## Stated goal
Can you turn the entries, everything from the line containing "point per instance: seal -- pixel coordinates" down to the end of the entries, into a two-column CSV with columns named request and answer? Give one row per entry, and put each field in quotation marks with any line breaks replaced by spaces.

## Location labeling records
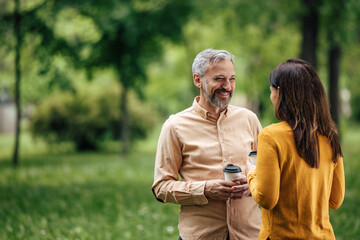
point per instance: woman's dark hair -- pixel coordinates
(303, 105)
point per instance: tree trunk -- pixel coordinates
(17, 22)
(309, 28)
(334, 59)
(125, 131)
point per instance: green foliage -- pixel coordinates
(88, 117)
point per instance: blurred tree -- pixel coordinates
(310, 29)
(18, 37)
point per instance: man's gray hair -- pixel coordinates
(207, 57)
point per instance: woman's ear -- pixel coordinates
(197, 80)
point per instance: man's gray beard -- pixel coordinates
(212, 98)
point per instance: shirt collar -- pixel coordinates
(206, 114)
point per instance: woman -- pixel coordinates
(299, 172)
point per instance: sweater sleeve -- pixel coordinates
(264, 181)
(167, 187)
(338, 186)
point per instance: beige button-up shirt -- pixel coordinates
(196, 146)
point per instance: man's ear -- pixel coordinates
(197, 80)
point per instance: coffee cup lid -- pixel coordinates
(231, 168)
(252, 153)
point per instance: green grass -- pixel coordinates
(56, 194)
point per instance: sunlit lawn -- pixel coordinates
(61, 195)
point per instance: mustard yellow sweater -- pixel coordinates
(294, 197)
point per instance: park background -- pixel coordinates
(86, 86)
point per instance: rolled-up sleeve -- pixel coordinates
(167, 187)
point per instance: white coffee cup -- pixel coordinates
(231, 172)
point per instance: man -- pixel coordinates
(197, 144)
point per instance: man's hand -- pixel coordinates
(218, 189)
(241, 189)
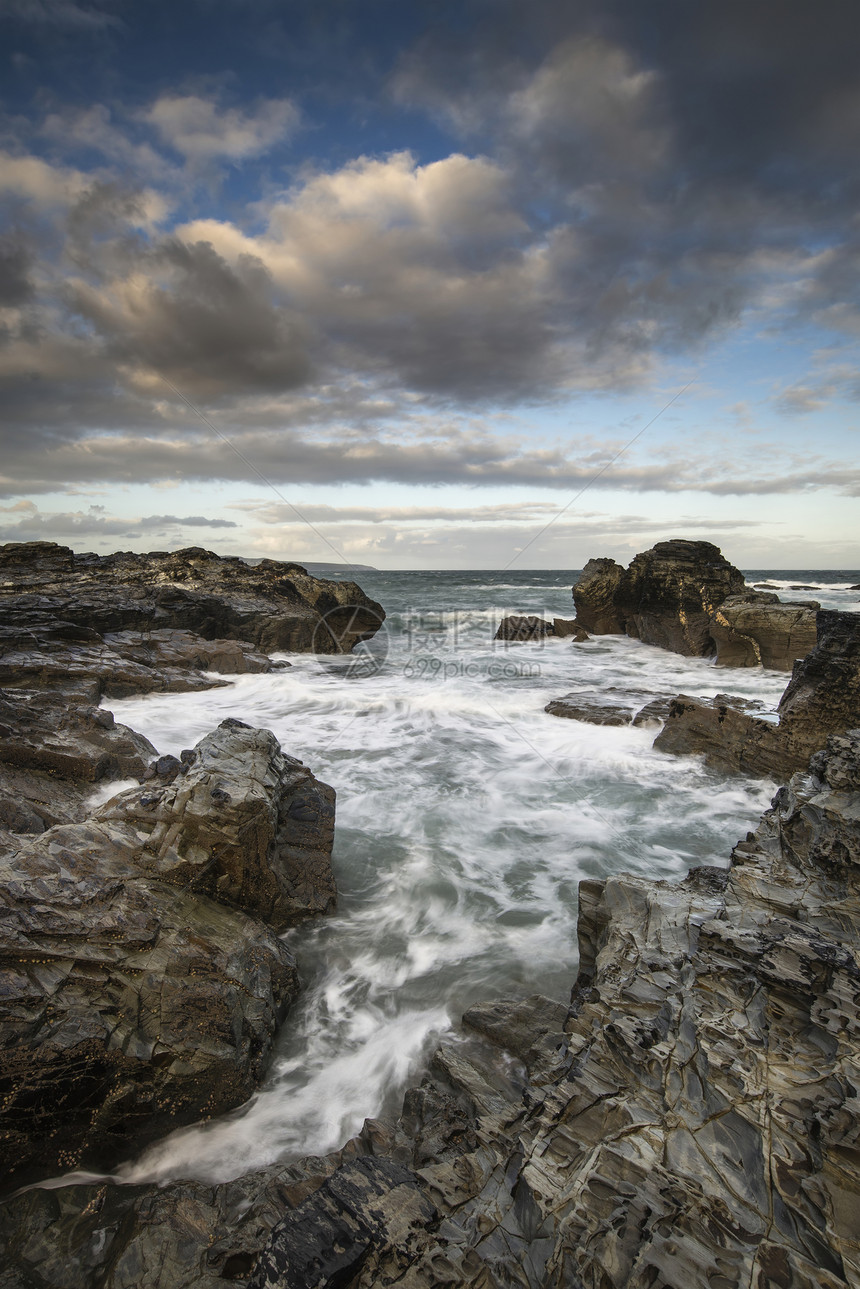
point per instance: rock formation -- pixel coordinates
(754, 629)
(275, 606)
(821, 697)
(665, 597)
(138, 993)
(689, 1119)
(684, 596)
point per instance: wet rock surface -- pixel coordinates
(684, 596)
(689, 1119)
(821, 697)
(667, 596)
(271, 605)
(754, 629)
(137, 990)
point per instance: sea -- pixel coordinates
(466, 819)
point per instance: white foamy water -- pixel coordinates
(466, 819)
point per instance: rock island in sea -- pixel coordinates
(687, 1118)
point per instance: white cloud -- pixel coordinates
(200, 130)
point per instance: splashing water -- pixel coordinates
(466, 819)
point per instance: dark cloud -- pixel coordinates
(16, 262)
(619, 183)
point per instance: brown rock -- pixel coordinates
(137, 993)
(524, 629)
(667, 596)
(761, 632)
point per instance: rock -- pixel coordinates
(52, 755)
(667, 596)
(591, 708)
(241, 823)
(689, 1119)
(369, 1212)
(730, 739)
(596, 597)
(653, 713)
(138, 994)
(564, 628)
(821, 697)
(272, 605)
(524, 628)
(761, 632)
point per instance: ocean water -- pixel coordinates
(466, 819)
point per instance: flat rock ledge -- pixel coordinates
(686, 597)
(143, 977)
(821, 697)
(687, 1120)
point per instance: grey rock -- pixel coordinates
(138, 994)
(823, 697)
(273, 605)
(244, 824)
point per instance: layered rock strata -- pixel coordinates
(684, 596)
(821, 697)
(76, 629)
(690, 1119)
(143, 978)
(524, 628)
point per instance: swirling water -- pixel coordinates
(466, 819)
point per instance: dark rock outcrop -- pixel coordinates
(271, 605)
(138, 993)
(524, 628)
(754, 629)
(821, 697)
(685, 597)
(667, 596)
(687, 1120)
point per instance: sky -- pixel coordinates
(484, 284)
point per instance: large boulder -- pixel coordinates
(138, 991)
(754, 629)
(667, 596)
(271, 605)
(821, 697)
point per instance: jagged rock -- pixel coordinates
(591, 708)
(753, 629)
(524, 628)
(653, 713)
(730, 739)
(821, 697)
(611, 707)
(275, 606)
(52, 755)
(565, 628)
(138, 993)
(665, 597)
(690, 1119)
(241, 823)
(596, 597)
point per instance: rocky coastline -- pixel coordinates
(687, 1118)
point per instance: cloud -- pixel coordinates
(59, 13)
(25, 522)
(200, 130)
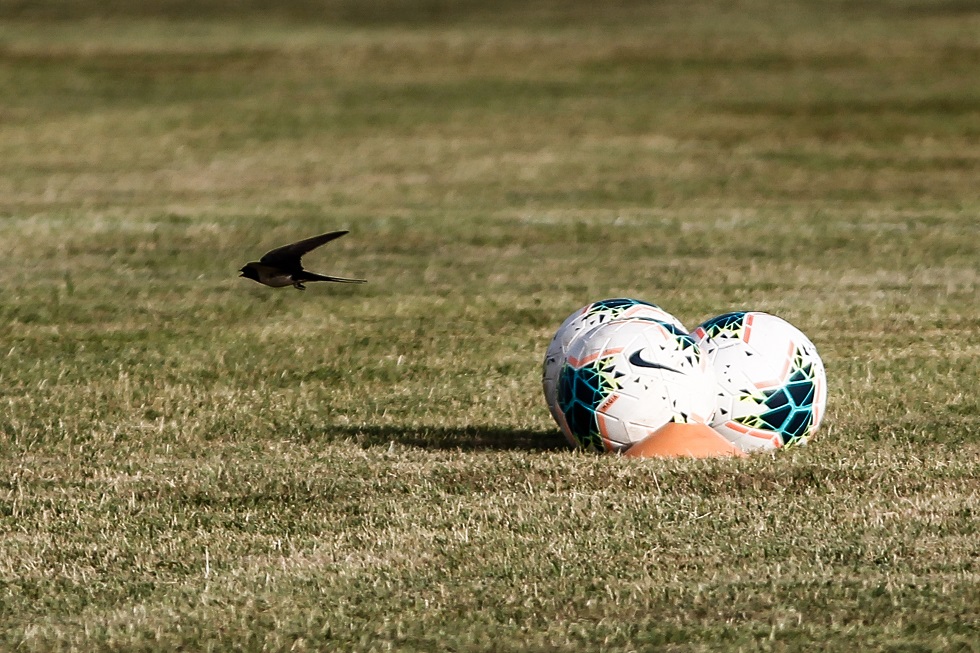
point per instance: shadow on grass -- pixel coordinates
(467, 438)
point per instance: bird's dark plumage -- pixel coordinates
(283, 266)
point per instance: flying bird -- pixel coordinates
(283, 265)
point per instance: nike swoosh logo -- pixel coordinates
(639, 361)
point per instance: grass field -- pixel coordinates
(193, 461)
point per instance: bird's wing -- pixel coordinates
(288, 256)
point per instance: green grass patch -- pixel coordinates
(190, 460)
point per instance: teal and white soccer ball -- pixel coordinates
(622, 380)
(770, 382)
(584, 319)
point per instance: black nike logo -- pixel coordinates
(639, 361)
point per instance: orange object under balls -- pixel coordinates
(674, 440)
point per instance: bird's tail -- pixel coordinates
(313, 276)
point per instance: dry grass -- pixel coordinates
(190, 460)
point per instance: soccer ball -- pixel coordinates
(770, 382)
(585, 318)
(624, 379)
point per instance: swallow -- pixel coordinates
(283, 265)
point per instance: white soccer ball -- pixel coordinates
(584, 319)
(770, 383)
(624, 379)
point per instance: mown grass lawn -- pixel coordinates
(191, 460)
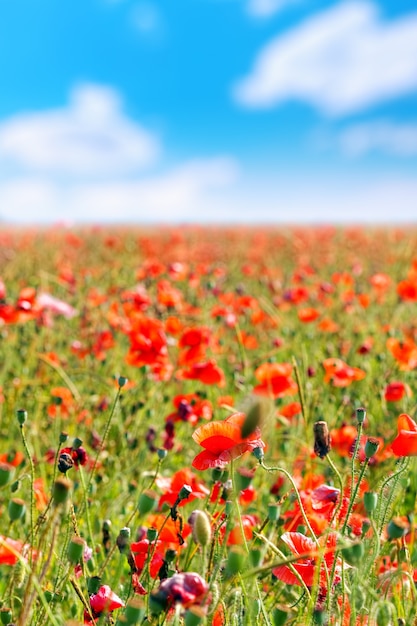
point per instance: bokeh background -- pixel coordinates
(208, 111)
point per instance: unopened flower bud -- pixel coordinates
(370, 501)
(253, 419)
(75, 549)
(274, 511)
(147, 502)
(123, 539)
(360, 415)
(151, 534)
(135, 611)
(7, 472)
(63, 437)
(185, 492)
(65, 462)
(235, 561)
(322, 440)
(201, 527)
(5, 615)
(397, 528)
(371, 447)
(258, 453)
(354, 554)
(16, 509)
(61, 490)
(22, 416)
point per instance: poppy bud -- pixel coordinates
(61, 490)
(252, 419)
(22, 416)
(360, 415)
(201, 527)
(235, 561)
(75, 549)
(385, 614)
(370, 501)
(354, 554)
(123, 539)
(274, 511)
(6, 473)
(162, 453)
(5, 615)
(151, 534)
(371, 447)
(147, 502)
(322, 441)
(63, 437)
(279, 617)
(185, 492)
(16, 509)
(65, 462)
(397, 528)
(134, 612)
(258, 453)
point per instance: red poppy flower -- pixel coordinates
(405, 443)
(141, 551)
(223, 442)
(340, 373)
(186, 589)
(307, 549)
(104, 601)
(396, 391)
(10, 548)
(404, 352)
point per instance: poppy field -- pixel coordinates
(208, 426)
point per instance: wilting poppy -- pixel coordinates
(104, 601)
(186, 589)
(308, 551)
(223, 442)
(405, 443)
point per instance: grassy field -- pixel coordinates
(208, 426)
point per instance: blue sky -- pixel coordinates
(208, 111)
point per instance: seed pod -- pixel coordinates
(322, 440)
(75, 549)
(16, 509)
(201, 527)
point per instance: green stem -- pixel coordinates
(354, 495)
(32, 492)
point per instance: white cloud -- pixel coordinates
(203, 192)
(381, 136)
(177, 194)
(340, 61)
(91, 136)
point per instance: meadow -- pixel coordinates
(208, 426)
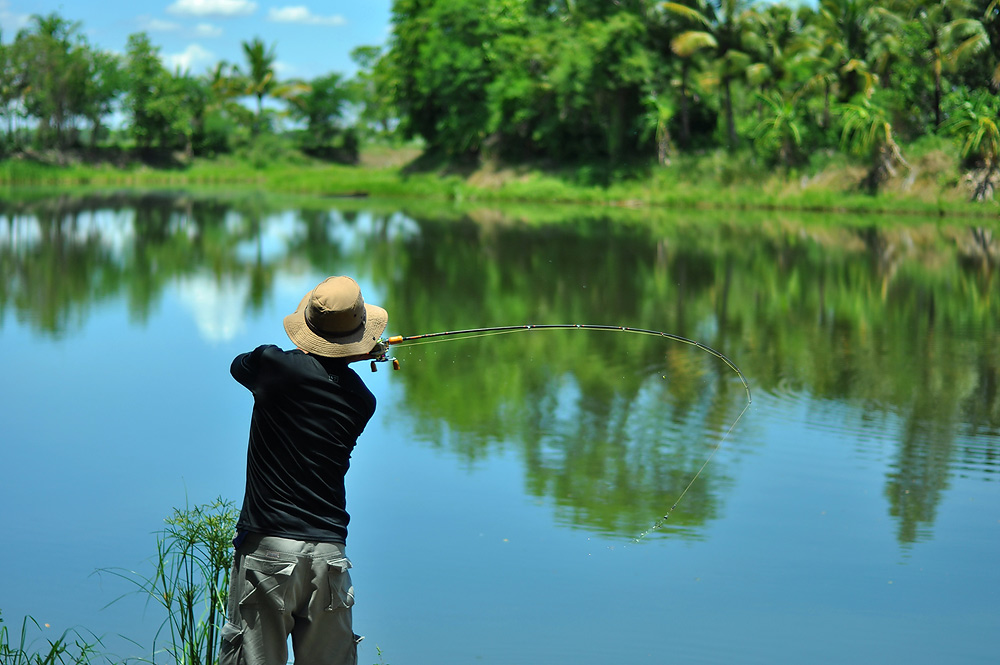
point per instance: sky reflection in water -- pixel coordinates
(497, 491)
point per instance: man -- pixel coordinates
(290, 574)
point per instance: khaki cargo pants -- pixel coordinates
(281, 587)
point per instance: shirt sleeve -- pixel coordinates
(246, 366)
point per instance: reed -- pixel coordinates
(72, 647)
(190, 580)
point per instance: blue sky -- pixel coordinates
(311, 37)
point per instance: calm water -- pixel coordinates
(851, 515)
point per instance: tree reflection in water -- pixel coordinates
(895, 321)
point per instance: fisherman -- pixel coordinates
(290, 572)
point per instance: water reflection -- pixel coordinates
(897, 323)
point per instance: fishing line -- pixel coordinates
(472, 333)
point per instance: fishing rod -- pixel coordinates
(380, 354)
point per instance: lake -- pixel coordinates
(503, 495)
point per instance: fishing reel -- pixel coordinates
(380, 355)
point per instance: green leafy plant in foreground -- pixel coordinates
(70, 648)
(191, 580)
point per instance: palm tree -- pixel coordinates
(846, 26)
(974, 123)
(260, 79)
(781, 126)
(952, 37)
(722, 23)
(868, 133)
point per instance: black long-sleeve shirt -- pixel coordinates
(308, 413)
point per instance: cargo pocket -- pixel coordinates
(265, 580)
(341, 587)
(231, 647)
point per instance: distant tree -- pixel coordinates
(52, 61)
(974, 122)
(160, 105)
(721, 25)
(780, 130)
(321, 105)
(868, 133)
(103, 86)
(372, 89)
(260, 79)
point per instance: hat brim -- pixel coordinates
(359, 343)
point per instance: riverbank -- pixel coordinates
(935, 184)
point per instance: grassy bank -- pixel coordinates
(935, 184)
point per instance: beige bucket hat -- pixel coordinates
(333, 320)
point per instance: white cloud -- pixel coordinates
(302, 14)
(213, 7)
(188, 58)
(207, 30)
(157, 25)
(11, 22)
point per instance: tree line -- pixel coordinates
(593, 79)
(564, 81)
(58, 91)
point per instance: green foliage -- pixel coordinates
(190, 580)
(519, 80)
(71, 647)
(975, 122)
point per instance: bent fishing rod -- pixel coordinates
(380, 354)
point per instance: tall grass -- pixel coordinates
(70, 648)
(190, 580)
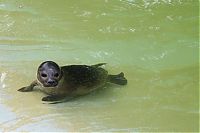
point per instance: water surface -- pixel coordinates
(155, 43)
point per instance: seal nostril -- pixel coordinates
(51, 82)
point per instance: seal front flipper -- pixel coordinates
(28, 88)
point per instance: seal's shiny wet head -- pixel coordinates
(49, 74)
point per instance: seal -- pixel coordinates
(71, 81)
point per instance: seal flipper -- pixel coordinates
(25, 89)
(28, 88)
(98, 65)
(117, 79)
(52, 98)
(59, 100)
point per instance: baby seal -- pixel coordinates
(71, 81)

## Reply
request,answer
"point per instance: seal -- pixel coordinates","(71, 81)"
"point per instance: seal flipper -- pixel coordinates","(25, 89) (28, 88) (98, 65) (117, 79) (52, 98) (59, 100)"
"point per instance: baby seal -- pixel coordinates","(71, 81)"